» WHAT YOU WILL DO
Return the listing word for word, as given.

» INFORMATION PROVIDED
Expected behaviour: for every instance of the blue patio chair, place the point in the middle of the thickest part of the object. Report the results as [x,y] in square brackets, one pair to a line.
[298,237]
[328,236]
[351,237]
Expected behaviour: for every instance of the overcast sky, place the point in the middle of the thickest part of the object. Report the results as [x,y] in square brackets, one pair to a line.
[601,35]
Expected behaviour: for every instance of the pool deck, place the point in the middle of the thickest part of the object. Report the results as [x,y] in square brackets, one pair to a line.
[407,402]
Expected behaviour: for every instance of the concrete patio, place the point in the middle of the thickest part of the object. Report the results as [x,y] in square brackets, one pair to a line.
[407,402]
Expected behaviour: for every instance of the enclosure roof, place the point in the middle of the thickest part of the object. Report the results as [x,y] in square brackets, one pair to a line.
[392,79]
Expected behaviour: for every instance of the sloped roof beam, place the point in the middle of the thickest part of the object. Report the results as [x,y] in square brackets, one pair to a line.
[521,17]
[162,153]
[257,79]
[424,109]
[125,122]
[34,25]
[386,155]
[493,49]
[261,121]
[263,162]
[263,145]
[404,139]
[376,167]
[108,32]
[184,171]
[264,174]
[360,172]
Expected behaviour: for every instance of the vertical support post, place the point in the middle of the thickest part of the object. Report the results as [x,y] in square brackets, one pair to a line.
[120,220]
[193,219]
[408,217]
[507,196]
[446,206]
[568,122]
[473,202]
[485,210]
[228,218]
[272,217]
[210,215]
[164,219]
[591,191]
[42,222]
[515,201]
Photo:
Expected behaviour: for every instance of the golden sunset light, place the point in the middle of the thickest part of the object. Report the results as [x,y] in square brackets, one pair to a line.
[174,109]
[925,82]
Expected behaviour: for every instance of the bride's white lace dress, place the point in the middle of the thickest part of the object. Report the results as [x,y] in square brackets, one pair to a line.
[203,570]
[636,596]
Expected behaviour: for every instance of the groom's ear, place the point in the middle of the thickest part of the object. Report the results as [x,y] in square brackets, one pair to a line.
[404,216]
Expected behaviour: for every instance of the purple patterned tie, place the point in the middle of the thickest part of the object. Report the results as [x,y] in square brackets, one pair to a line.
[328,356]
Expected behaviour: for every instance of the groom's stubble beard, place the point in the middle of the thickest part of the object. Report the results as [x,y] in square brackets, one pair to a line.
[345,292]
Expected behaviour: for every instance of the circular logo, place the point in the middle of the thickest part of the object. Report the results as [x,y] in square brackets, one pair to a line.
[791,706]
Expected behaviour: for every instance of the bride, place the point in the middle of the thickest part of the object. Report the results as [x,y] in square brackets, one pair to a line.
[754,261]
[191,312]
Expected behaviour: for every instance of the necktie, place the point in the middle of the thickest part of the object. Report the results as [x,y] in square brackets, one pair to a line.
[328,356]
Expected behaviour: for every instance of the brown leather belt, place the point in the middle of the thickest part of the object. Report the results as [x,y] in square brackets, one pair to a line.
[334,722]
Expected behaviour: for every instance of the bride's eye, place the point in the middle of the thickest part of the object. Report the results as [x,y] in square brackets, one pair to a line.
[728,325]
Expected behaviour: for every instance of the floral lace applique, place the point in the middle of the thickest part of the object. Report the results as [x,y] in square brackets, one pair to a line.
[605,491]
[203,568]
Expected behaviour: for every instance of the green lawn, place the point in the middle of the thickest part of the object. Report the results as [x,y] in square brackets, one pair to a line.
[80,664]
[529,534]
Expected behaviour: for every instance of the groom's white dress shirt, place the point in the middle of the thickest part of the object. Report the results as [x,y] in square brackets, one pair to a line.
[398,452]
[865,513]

» REPLY TO THE TASK
Expected behaviour: for every instance of the blue patio chair, place the point in the middle of the thickest part of the object. Report the results as [x,y] in square brackets, one pair to a line.
[298,237]
[328,236]
[351,237]
Expected behaviour: for every instance of the overcast sky, place the point in the middle of the thickest part of the object. Report the results as [x,y] in square brackets, one pair to a line.
[601,35]
Expected behaviour: for every instance of the pool deck, place the point in the middle of the thickest part of the object. Report the results as [x,y] in square brackets, one pair to a line.
[407,402]
Expected behaviour: for every instance of the concrete patio, place the point in the middle of the thickest part of the object. Report the results as [x,y] in square brackets, one pair to a line.
[407,402]
Expected behaviour: for every instance of the enclosure roof, place the point in the middle of the thickest part of the object. Report the results as [x,y] in square brackets, one pair to a line.
[392,79]
Expected behaviour: for every instance of the sloped roof beam, place the point in the middle of the thickest part of the object. Report the results as [x,y] in square brackets, one pair to a line.
[521,17]
[162,153]
[257,79]
[424,109]
[125,122]
[34,25]
[386,155]
[493,49]
[261,121]
[263,162]
[263,145]
[404,139]
[376,167]
[108,32]
[184,171]
[264,174]
[360,172]
Expected behaviour: for every instance of the vertical support post, place the point in the middle of the thickest part of the object. Report the results as [x,y] in square brackets, one pair to a line.
[120,220]
[193,219]
[408,217]
[507,196]
[446,206]
[568,122]
[473,202]
[485,210]
[228,218]
[272,217]
[210,215]
[164,219]
[591,191]
[42,222]
[515,201]
Photo:
Expected behaviour: for every instance of the golden sunset light, place the point in the middle of the thickest part of the object. Report the results as [x,y] in square brackets, one pair to a line.
[174,109]
[925,82]
Expected behaviour: for every instance of the bride's white lace dress, place the point in the middle of the thickest part of the object. Report the results as [x,y] in square brackets, one pair to a line.
[203,570]
[636,596]
Expected behaviour: for every instance of the groom's ear, place the point in the middle of the thickest part of the object. Report the results as [x,y] in square brackets, one pair to a line.
[404,216]
Expected behaviour: for every instance of the purple patterned tie, place the point in the middle of the thickest part of the object. Report the results as [x,y] in square brackets, one pair to a line.
[328,356]
Expected behaviour: for every instance of the groom's stubble beard, place the point in the middle of the thickest part of the object. Report the results as [x,y] in square brackets, one pair to a line.
[345,292]
Expected behaviour: for every instance of the circular logo, place the point in the middle of the thickest part of the object. Report the results as [x,y] in square brackets, one pair to a line.
[791,706]
Expected behaviour: for every instance of the bride, place the point in the middle of the thickest part of the object. Report the results as [x,y] in square brackets, one pair to a line.
[754,261]
[191,312]
Expected behaviour: for every instance of the necktie, place the point in the middle of the thickest part of the object. Report the results as [x,y] in square brackets, one pair to a line.
[328,356]
Expected behaviour: for every instance of the brown leather belt, place the point in the middle of the thickest part of the object. Report the results as [x,y] in square brackets, one pair to a line.
[334,722]
Expected behaviour: for every instance of the bride's eye, place the point in the middle of the thickest part of the object. Report the results as [x,y] in square brackets, one pair to a line.
[728,325]
Expected behaviour: for every instance of the floral lace applique, place the point in the middle of the thickest part of the object. Report the results as [x,y] in square brackets, one pair to a line.
[605,491]
[203,568]
Expected behaviour: for every instance of the green lawn, place the point in the middle of the thickest part of the object. Report the results as [x,y] in square brackets, one pair to a line.
[80,664]
[529,534]
Expected behaviour: for every instance of the groom's white dress shirt, place the point in the middle of the thickest part of the object. Report the results as [x,y] in square brackets, one pair to a line.
[398,452]
[865,513]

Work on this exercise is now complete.